==== SUPPLIED TEXT ====

The EoSFL and EoSFA are full members of the Scottish Football Association.

==Member clubs==

The EoSFL's two-tier format, which began in 1987–88, was abolished for the 2015–16 season due to dwindling numbers, and replaced with a single division. To cope with the influx of new members in 2018–19, the league consisted of three conferences running in parallel. For 2019–20, the EoSFL was reorganised back into a two-tier setup, with a 16-team Premier Division and two First Division conferences. Due to the COVID-19 pandemic, there was no relegation in 2020; so the Premier Division was temporarily increased to 18 clubs. It reverted back to 16 clubs following the 2021–22 season while the top 7 in the two First Division conferences formed a First and Second Division, with Conference X being renamed the Third Division.

Listed below are the 59 clubs in the EoSFL for the 2024–25 season. Since 2022–23 the EoSFL setup has featured Premier, First, Second, and Third Divisions, with three clubs promoted and relegated between each division.

==== RECORD EXTRACTS ====

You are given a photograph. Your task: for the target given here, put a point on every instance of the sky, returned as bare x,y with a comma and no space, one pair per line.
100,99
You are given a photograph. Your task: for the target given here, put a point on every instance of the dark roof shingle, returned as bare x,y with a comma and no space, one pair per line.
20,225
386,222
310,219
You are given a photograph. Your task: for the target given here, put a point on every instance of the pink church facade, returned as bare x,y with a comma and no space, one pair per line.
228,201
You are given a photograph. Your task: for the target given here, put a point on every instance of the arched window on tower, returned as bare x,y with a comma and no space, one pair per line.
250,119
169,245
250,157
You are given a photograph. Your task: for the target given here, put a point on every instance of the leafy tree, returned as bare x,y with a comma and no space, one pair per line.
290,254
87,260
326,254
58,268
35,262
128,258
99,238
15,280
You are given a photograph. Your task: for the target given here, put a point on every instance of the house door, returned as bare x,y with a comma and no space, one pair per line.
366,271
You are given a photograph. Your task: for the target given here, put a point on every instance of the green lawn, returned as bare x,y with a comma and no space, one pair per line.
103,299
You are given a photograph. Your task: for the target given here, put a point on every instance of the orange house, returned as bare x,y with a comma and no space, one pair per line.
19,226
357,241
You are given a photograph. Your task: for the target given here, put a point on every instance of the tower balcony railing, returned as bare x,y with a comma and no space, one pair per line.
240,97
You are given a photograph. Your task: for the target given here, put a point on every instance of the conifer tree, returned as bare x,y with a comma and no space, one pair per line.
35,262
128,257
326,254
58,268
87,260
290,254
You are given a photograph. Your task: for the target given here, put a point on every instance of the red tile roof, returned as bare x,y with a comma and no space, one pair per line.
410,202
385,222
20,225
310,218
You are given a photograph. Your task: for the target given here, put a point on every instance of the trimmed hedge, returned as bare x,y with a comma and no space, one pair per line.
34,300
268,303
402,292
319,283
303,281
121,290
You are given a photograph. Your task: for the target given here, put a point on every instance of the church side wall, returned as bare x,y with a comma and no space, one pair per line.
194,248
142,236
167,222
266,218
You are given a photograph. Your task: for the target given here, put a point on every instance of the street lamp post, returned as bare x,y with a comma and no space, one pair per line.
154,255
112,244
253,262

====

● **REQUIRED ACTION 1**
According to the EoSFL text, why was the Premier Division temporarily increased to 18 clubs? Answer in one to three sentences.
● **REQUIRED ACTION 2**
Reproduce the part of the EoSFL text that begins at the words "The EoSFL and" and stops after "the Third Division.".

● **TASK RESPONSE 1**
The COVID-19 pandemic meant there was no relegation in 2020, so the Premier Division temporarily grew to 18 clubs.

● **TASK RESPONSE 2**
The EoSFL and EoSFA are full members of the Scottish Football Association.

==Member clubs==

The EoSFL's two-tier format, which began in 1987–88, was abolished for the 2015–16 season due to dwindling numbers, and replaced with a single division. To cope with the influx of new members in 2018–19, the league consisted of three conferences running in parallel. For 2019–20, the EoSFL was reorganised back into a two-tier setup, with a 16-team Premier Division and two First Division conferences. Due to the COVID-19 pandemic, there was no relegation in 2020; so the Premier Division was temporarily increased to 18 clubs. It reverted back to 16 clubs following the 2021–22 season while the top 7 in the two First Division conferences formed a First and Second Division, with Conference X being renamed the Third Division.